**Provided passage:**
........

Moving the needle on outcomes, part 1:

Logic models help you focus on outcomes

By: Jenifer Cartland, PhD
November 07, 2019

Coming from the public health and program evaluation world, I take 'logic models' for granted and am always confused when people don't use them or don't know what they are. And whenever I walk a group through building a logic model — whether they are working on an improvement project, a research project or an operational reporting project, project leaders always say something like 'Wow! What we are doing really makes sense!'

So what is a logic model? It is a graphical representation of the resources, activities, processes and outcomes for improvement efforts or other organizational changes. Its job is to tie cause and effect together in a way that puts illogical assumptions right in front of everyone's noses so they can be fixed.

It also ties the metrics that measure success right to the activities. This helps reduce the scope of the data effort to metrics that directly reflect the value of the intervention. And it provides clear guidance to the analyst supporting the project.

Finally, logic models are great for groups to do together, and it is good to have a devil's advocate in the room to question everyone's thinking. It is not at all uncomone for members of project teams will have different assumptions about what the intervention is and how it can improve outcomes. Completing a logic model together surfaces these different assumptions and gets everyone on the same page.

........

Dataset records
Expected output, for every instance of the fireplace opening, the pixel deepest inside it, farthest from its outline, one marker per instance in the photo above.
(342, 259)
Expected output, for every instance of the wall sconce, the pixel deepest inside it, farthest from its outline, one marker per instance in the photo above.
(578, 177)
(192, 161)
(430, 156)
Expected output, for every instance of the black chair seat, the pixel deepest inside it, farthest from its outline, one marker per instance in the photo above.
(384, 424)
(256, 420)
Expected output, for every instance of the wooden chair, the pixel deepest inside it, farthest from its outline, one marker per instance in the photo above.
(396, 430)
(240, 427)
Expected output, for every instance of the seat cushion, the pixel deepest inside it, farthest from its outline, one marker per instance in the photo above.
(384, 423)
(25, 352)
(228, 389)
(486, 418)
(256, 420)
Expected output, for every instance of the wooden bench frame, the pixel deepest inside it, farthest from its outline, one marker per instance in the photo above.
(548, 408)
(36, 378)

........

**Required work:**
[A] In the article on logic models, reproduce the passage starting at "Coming from the" and ending at "can be fixed.".
[B] For each statement below, state yes or no as to whether it agrees with the article on logic models, and quote the article's words that decide it.
(i) The author comes from the public health and program evaluation world.
(ii) A logic model is described as a written narrative rather than a graphical representation.
(iii) The author advises against having a devil's advocate in the room when a group builds a logic model.

**Exercise responses:**
[A]
Coming from the public health and program evaluation world, I take 'logic models' for granted and am always confused when people don't use them or don't know what they are. And whenever I walk a group through building a logic model — whether they are working on an improvement project, a research project or an operational reporting project, project leaders always say something like 'Wow! What we are doing really makes sense!'

So what is a logic model? It is a graphical representation of the resources, activities, processes and outcomes for improvement efforts or other organizational changes. Its job is to tie cause and effect together in a way that puts illogical assumptions right in front of everyone's noses so they can be fixed.

[B]
(i) Yes: "Coming from the public health and program evaluation world, I take 'logic models' for granted"
(ii) No: "It is a graphical representation of the resources, activities, processes and outcomes for improvement efforts or other organizational changes."
(iii) No: "it is good to have a devil's advocate in the room to question everyone's thinking."